● **Extracted text**

▼

In the course of T'ai Chi instruction over the next three months, Jane learned many techniques for recognizing the onset of the pains, often many hours in advance of the actual event. Her T'ai Chi practice taught her to tune in to her body, to gain a new self-diagnostic tool to use in her fight against these crippling diseases. She was able to adjust her posture and her breathing, make use of meditation exercises, and set herself both physically and mentally for the coming battle. As a result, Jane was able to more easily get through her day.
When you reach a certain age, the idea of going down to the gym for a few hours begins to pale somewhat. The young crowd and the loud music contribute to a sense of unease and of not belonging. One of the most glaringly obvious problems with our Western exercise system is that health is equated with a "perfect" body. Ladies, how many times have you looked at the cover of Cosmo or Vogue and sighed with envy? Did you, at that time and place in your life, really want to look like that? Did you think that was the perfect body? Guys, same thing for us, but of course, different role models—Rambo, Arnold, and the like.

▲

● **Extracted records**
▼

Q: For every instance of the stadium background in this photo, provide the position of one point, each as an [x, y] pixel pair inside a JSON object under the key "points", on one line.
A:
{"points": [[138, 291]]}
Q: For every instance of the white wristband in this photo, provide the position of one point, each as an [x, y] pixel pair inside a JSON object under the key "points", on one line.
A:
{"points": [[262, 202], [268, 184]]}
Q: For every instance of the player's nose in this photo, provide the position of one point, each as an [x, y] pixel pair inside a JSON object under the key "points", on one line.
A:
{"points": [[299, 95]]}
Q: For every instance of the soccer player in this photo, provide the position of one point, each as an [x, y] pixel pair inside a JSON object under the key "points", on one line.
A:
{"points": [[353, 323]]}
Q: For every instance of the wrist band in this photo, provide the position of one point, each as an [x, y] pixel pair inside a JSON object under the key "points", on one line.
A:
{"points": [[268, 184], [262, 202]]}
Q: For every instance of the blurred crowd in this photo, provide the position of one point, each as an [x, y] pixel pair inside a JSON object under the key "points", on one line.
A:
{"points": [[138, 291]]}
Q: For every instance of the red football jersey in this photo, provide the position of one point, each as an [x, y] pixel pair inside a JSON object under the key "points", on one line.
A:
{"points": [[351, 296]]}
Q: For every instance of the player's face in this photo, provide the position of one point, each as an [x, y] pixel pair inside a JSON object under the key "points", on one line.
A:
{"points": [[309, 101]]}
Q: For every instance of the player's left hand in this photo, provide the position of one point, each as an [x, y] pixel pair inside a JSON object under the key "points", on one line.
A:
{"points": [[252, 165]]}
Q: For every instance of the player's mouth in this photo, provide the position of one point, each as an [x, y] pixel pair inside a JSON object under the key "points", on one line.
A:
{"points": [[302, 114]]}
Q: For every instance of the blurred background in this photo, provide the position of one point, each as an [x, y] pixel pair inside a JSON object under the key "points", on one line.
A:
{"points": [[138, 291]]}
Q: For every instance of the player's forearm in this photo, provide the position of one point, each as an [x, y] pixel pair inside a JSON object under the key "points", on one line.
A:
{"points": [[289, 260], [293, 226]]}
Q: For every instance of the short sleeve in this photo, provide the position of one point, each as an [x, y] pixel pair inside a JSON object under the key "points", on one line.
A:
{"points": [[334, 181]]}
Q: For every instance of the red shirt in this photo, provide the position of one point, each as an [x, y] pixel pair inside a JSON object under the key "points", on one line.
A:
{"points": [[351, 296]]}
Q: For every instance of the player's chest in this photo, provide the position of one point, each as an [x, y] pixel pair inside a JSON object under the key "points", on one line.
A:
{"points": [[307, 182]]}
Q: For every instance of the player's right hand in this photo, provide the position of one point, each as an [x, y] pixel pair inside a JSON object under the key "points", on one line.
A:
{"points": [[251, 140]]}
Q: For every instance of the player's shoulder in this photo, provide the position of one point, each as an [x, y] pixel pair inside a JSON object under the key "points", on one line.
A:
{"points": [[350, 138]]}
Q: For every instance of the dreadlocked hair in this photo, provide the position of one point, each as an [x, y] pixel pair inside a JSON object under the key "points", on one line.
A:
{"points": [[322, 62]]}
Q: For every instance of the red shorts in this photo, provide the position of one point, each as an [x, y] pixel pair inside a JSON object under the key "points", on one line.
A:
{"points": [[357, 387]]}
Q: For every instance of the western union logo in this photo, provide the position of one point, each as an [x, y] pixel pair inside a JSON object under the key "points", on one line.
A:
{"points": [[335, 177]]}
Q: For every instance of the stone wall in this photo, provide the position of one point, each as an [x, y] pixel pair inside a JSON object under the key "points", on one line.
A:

▲

From the T'ai Chi passage, return the part between "In the course" and "through her day.", inclusive.

In the course of T'ai Chi instruction over the next three months, Jane learned many techniques for recognizing the onset of the pains, often many hours in advance of the actual event. Her T'ai Chi practice taught her to tune in to her body, to gain a new self-diagnostic tool to use in her fight against these crippling diseases. She was able to adjust her posture and her breathing, make use of meditation exercises, and set herself both physically and mentally for the coming battle. As a result, Jane was able to more easily get through her day.